• **Scopo del compito**:
Quali città e quali paesi vengono nominati nell'estratto su Robin Gosens? Elencali tutti.

• **Estratto**:

----------

Il calcio è un libro fatto di storie. Storie di vita. Tante le strade. Tante le sfumature. Dai capitoli di chi ha sprecato il suo talento a quelli di chi si è scontrato con le sfortunate variabili della sorte. Poi ci sono le pagine di chi ce l’ha fatta, magari contro ogni aspettativa. Se si sfogliano queste pagine, tra una riga e l’altra, ci si incammina nella strada di un ragazzo tedesco. Dedizione, lavoro e forza di volontà le sue armi. Una strada che l’ha portato fino alla Serie A. Una carriera in cui forse solo lui credeva. Se l’è costruita. Passo dopo passo. Perché come dice il titolo della sua autobiografia, “vale la pena sognare”. Ora va di corsa. La nuova tappa è Milano. Il suo nome, Robin Gosens

  


La forza di credere nei propri sogni

Ci si ferma alla superficie. In una società dell’immagine ci si accorge solo di ciò che si vede, di ciò che appare. Ciò che c’è dietro resta nascosto, celato. Ed ecco che di Gosens si corre il rischio di apprezzarne il solo rush finale. Il suo strapotere fisico e la sua ascesa degli ultimi anni. Ma Robin tutto questo se l’è creato. L’ha pensato con la propria testa. L’ha conquistato con le proprie azioni. Una storia che parte dalla Germania, a 500 metri dal confine con l’Olanda. La città è Emmerich am Rhein. Da una parte del fiume la terra tedesca, dall’altra quella olandese. Un provino con il Borussia Dortmund. Un disastro. Fino a 18 anni gioca tra i dilettanti. Per diletto. Tra un lavoro da benzinaio e quella voglia di entrare in polizia:Andavo a scuola e pensavo che ormai fosse tempo di cercare un lavoro stabile. In Germania esiste un percorso di formazione specifico per entrare in Polizia e stavo intraprendendo proprio quella strada. Poi tutto è cambiato velocemente, sono passato da una piccola realtà al calcio italiano e all’Europa League”.

----------

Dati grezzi
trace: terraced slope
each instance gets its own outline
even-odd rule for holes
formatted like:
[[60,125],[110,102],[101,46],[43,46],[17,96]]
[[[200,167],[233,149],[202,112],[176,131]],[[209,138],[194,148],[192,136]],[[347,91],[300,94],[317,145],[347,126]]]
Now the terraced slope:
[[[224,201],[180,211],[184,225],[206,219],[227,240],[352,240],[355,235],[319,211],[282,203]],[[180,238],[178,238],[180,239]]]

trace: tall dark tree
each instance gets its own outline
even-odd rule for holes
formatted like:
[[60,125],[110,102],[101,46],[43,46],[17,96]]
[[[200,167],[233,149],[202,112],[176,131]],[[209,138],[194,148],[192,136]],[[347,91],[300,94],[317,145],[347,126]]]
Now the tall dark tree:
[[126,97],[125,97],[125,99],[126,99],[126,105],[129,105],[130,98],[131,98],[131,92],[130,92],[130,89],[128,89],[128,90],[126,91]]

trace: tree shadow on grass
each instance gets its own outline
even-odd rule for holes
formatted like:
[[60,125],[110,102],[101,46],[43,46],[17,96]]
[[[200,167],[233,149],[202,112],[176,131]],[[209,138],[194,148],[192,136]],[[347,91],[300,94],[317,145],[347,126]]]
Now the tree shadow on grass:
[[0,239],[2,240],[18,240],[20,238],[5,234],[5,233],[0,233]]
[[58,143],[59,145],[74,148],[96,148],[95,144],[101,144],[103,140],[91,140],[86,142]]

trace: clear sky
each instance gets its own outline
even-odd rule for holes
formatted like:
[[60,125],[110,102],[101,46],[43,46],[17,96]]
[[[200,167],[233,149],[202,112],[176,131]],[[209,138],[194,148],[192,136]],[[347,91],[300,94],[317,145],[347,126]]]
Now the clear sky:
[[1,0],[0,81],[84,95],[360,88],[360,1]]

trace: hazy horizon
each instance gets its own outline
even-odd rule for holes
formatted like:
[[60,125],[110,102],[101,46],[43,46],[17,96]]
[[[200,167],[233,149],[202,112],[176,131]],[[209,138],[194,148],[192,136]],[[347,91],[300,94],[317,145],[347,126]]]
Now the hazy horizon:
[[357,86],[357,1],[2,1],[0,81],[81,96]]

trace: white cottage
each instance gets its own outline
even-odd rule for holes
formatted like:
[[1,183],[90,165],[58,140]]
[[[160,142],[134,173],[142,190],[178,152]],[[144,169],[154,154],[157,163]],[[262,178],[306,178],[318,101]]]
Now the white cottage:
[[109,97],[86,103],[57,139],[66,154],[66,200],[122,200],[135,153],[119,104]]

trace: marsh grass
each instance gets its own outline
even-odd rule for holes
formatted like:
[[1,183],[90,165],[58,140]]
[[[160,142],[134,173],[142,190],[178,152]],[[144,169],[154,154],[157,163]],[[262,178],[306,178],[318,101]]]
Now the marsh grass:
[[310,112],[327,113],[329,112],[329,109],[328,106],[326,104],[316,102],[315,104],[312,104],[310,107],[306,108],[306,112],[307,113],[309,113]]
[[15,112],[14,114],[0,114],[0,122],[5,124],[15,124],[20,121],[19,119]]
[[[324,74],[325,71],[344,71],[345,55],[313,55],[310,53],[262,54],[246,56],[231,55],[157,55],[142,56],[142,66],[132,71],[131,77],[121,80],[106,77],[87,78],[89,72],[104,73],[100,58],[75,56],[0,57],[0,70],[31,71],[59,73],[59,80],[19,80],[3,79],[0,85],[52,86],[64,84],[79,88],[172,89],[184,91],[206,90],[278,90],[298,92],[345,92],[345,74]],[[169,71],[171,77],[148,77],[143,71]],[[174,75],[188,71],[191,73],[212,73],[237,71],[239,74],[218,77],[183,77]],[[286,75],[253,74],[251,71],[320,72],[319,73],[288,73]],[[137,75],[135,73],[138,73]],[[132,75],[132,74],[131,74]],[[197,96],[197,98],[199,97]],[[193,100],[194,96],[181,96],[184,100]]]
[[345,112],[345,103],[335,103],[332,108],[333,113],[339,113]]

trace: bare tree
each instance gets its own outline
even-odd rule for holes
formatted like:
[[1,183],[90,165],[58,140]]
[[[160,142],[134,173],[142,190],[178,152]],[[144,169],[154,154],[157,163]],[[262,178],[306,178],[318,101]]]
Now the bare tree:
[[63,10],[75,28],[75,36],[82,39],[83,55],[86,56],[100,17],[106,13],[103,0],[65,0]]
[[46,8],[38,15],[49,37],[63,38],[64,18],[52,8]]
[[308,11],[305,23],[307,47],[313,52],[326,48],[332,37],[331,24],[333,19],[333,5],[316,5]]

----------

• **La soluzione**:
Milano, Germania, Olanda, Emmerich am Rhein